## How to complete this task
A word-for-word reproduction of the data below is needed, with no pictures in it.

*** Data for analysis Section Begins ***

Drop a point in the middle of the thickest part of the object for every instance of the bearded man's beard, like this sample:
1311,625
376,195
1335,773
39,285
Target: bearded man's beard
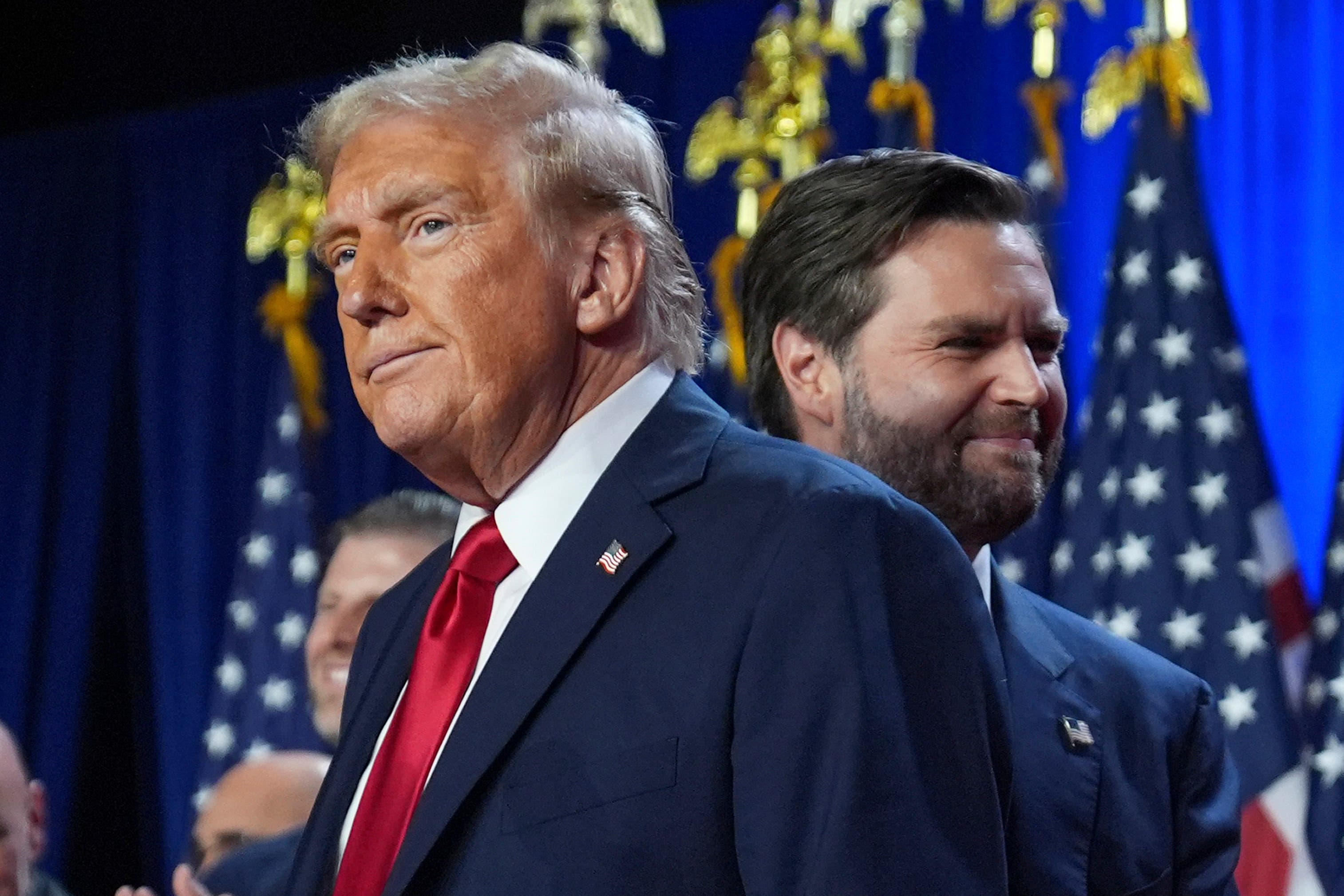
929,469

*** Data for analysis Section Ends ***

## Answer for the task
Drop a point in the middle of the thickest part of the object for every instance of the bearded man's beard, like this sample:
1311,625
376,195
1335,773
39,285
Target: bearded man's beard
929,469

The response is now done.